The required output is every line from the beginning of the entries below through the line that includes "54, row 78.", copied exactly.

(Records excerpted from a collection)
━━━━━━━━
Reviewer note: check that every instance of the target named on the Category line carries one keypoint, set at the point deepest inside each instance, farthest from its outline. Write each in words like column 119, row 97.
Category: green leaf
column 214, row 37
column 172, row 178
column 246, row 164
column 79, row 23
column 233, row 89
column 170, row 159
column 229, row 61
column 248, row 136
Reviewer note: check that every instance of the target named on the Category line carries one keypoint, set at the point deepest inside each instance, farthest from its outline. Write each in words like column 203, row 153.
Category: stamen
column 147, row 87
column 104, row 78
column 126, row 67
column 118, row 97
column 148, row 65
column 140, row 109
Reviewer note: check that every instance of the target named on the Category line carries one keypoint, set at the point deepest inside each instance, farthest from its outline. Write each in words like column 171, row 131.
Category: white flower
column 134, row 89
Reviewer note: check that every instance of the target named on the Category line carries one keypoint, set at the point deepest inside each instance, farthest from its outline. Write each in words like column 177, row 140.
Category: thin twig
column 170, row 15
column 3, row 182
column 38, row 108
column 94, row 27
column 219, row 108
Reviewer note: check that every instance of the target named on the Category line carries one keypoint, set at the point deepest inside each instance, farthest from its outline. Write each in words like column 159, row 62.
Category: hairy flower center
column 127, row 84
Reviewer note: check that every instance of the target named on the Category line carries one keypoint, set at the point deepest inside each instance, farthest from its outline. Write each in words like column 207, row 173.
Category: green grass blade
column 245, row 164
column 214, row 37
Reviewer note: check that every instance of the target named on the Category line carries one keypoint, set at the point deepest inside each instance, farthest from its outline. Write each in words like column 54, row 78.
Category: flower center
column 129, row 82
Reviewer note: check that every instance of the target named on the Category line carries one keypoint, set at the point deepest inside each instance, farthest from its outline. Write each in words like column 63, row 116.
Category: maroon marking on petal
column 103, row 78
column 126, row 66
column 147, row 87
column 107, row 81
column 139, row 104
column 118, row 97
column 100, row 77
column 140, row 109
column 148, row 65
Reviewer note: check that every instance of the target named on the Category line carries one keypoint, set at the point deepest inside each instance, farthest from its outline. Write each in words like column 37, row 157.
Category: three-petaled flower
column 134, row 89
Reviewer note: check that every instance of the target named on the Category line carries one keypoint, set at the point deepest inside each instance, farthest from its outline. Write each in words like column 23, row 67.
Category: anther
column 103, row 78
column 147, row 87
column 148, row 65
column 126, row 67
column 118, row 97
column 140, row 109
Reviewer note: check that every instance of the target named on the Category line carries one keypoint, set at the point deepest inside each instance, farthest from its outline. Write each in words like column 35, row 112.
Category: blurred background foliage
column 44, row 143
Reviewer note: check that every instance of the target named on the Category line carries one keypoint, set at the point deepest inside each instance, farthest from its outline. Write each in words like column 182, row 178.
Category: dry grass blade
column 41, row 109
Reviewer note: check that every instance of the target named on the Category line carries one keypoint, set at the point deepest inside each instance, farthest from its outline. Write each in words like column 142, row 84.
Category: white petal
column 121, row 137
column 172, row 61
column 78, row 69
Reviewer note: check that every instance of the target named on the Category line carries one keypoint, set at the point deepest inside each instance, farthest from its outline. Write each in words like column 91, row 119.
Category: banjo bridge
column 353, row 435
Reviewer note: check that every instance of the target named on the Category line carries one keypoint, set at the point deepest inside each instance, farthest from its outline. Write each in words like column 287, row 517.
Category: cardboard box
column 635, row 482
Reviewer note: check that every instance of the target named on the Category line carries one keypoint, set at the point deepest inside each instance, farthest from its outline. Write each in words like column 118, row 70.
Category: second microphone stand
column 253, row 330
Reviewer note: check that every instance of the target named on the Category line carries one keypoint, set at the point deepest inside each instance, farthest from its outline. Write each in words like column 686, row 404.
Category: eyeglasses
━━━━━━━━
§ **Response to this task**
Reviewer note: check that every instance of the target named on the Category line carries one keypoint, set at the point deepest inside each instance, farthest from its outline. Write each in words like column 119, row 97.
Category: green leaf
column 214, row 37
column 172, row 178
column 246, row 164
column 79, row 23
column 233, row 89
column 170, row 159
column 229, row 61
column 248, row 136
Reviewer note: check that every instance of the target named on the Category line carries one keypoint, set at the point deepest inside each instance, farthest from its outline. Write each in words like column 203, row 153.
Category: stamen
column 147, row 87
column 104, row 78
column 126, row 67
column 118, row 97
column 148, row 65
column 140, row 109
Reviewer note: check that every instance of the target named on the Category line carries one keypoint, set at the point deepest inside each instance, farthest from its outline. Write each in words like column 171, row 131.
Category: white flower
column 134, row 89
Reviewer note: check that every instance of the target named on the Category line carries one keypoint, set at the point deepest inside each instance, farthest from its outline. Write each in words like column 177, row 140.
Category: thin twig
column 170, row 15
column 3, row 182
column 38, row 108
column 94, row 27
column 219, row 108
Reviewer note: check that every instance of the target named on the Category line carries one keypoint, set at the point deepest inside each instance, farthest from its outline. Write each in words like column 159, row 62.
Category: hairy flower center
column 127, row 84
Reviewer note: check that every instance of the target named on the Category line carries one keypoint, set at the point deepest inside each instance, farthest from its outline. Write each in words like column 207, row 173.
Category: green grass blade
column 245, row 164
column 214, row 37
Reviewer note: check that every instance of the target named on the Category line carries one keypoint, set at the point deepest inside each instance, farthest from its outline. Write each in words like column 54, row 78.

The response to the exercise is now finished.